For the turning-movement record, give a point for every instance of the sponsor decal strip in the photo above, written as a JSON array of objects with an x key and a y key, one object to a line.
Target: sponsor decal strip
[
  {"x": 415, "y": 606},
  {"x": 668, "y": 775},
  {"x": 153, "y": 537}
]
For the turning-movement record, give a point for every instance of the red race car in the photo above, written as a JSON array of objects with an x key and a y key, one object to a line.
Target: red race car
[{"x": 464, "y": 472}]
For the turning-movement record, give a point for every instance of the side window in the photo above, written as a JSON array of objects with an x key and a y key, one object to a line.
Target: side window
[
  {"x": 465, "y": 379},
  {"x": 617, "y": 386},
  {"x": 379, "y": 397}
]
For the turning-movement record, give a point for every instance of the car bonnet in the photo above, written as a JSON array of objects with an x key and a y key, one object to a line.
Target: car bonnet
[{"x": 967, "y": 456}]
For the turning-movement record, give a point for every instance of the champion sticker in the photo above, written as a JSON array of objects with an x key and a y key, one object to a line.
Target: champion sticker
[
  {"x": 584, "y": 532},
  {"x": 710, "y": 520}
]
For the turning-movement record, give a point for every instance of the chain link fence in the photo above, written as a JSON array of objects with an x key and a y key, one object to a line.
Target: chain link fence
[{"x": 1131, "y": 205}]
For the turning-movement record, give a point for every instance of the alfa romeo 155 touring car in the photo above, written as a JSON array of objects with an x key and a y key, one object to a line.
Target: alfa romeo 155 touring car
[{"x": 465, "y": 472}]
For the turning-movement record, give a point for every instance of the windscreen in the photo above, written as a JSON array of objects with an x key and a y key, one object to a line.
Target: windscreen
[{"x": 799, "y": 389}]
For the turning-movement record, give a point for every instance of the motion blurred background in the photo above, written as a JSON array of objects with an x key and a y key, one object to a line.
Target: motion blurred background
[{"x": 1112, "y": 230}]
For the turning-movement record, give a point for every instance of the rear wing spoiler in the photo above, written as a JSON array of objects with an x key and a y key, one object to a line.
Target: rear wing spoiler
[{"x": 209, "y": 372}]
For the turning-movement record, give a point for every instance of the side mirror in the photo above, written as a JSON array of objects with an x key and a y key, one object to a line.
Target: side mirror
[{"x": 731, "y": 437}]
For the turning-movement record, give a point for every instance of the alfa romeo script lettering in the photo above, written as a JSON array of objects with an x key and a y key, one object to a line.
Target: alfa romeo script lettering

━━━━━━━━━━

#### Requirement:
Return all of the entries above verbatim, reproducing every line without any change.

#### Result below:
For the turning-movement record, give a point for every instance of the sponsor decal strip in the photo above, written as a JSON array of objects with an x key and a y key, one object to a line.
Target: sponsor decal strip
[
  {"x": 415, "y": 606},
  {"x": 668, "y": 775},
  {"x": 153, "y": 537}
]
For the turning-movement record, give a point for every instance of the red race car in the photo above, written as a JSON array of objects with an x key and a y key, one object to a line.
Target: red race car
[{"x": 464, "y": 472}]
For the turning-movement record, give a point for every instance of the side window in the photo above, written as a JSON array of objects with an x key and a y key, one object to a line.
Target: side window
[
  {"x": 465, "y": 379},
  {"x": 617, "y": 386},
  {"x": 379, "y": 397}
]
For the turning-movement record, give a point for every instance of the car bonnet in the photo above, written as a JSON array of objects with an x key and a y key, one object to a line.
Target: car bonnet
[{"x": 967, "y": 456}]
For the turning-movement record, give a point for every instance of the champion sticker in the photo above, written as a JSON array of objects with an x key and a y key, one object to a line.
Target: champion sticker
[
  {"x": 584, "y": 532},
  {"x": 710, "y": 520}
]
For the turning-movement record, give a point for every instance of the chain link fence in the photo above, written as a JSON array of objects with an x key and a y key, one object to a line.
Target: chain link fence
[{"x": 1131, "y": 205}]
For the turning-movement record, give a point for every instance of the alfa romeo 155 touring car in the photo above, written as a JSON array of objects with an x key and a y key, one object to a line.
Target: alfa romeo 155 touring car
[{"x": 465, "y": 472}]
For the turning-movement record, give a point for every instance of the windscreen in the photo above, written as a JSON array of objects with an x key and a y key, one object to a line.
Target: windscreen
[{"x": 799, "y": 389}]
For the turning-movement record, give a point for every instance of the motion blurred background in the photo above, written as a JSON array of objects with an x key and a y key, one object to a line.
Target: motion blurred background
[{"x": 1112, "y": 230}]
For the turning-movement record, give a point for every instance of the rear wing spoiler in the photo above, written as a JSON array of objects with an x key and a y key, one object to a line.
Target: rear wing spoiler
[{"x": 209, "y": 372}]
For the turning-movement record, give a point for every instance of the side mirror in the photo above, written as a JSON array of objects with an x key and a y key, one object to a line.
Target: side mirror
[{"x": 731, "y": 437}]
For the turning-movement record, give a point for every instance of the alfa romeo script lettering in the photo above, written as a JSON array of objects with an x key and a y key, one object to a line.
Target: alfa romeo script lettering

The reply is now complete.